WORK REQUIRED » Find each of the lines below that contains the string "pole", and copy those lines. Treat uppercase and lowercase as different.

Dataset rows on where objects appear

============

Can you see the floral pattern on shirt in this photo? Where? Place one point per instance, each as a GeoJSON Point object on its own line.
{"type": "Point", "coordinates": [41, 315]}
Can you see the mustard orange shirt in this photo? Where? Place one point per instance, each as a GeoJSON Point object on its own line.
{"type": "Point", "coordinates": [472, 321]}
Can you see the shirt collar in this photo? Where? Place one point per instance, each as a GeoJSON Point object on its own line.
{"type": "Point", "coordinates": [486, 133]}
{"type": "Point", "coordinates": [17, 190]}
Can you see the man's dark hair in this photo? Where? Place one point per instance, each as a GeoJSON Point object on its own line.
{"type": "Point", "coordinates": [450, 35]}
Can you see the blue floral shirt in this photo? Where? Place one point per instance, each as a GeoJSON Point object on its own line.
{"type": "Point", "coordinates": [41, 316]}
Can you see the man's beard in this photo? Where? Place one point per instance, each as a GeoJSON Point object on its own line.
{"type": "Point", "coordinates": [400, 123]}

============

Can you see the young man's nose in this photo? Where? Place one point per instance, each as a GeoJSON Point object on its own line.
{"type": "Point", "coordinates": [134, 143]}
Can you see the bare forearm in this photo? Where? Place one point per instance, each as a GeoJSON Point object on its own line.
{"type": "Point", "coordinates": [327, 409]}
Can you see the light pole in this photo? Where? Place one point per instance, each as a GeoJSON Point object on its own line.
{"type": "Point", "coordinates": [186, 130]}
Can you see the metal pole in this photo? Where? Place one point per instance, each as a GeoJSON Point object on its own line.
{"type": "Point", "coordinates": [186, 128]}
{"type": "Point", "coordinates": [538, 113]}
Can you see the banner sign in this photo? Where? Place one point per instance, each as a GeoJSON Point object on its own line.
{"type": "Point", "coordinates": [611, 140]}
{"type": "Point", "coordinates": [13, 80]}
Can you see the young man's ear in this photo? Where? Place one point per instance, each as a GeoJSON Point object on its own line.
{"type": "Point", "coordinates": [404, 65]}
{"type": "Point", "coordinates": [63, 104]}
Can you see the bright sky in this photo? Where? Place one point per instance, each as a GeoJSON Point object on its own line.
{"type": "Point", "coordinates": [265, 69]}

============

WORKED SOLUTION »
Can you see the light pole in this photo? Where? Place one point per instance, each as a GeoJSON Point object on its own line.
Can you see the metal pole in this photo? Where? Place one point per instance, each as a GeoJSON Point object on its own line.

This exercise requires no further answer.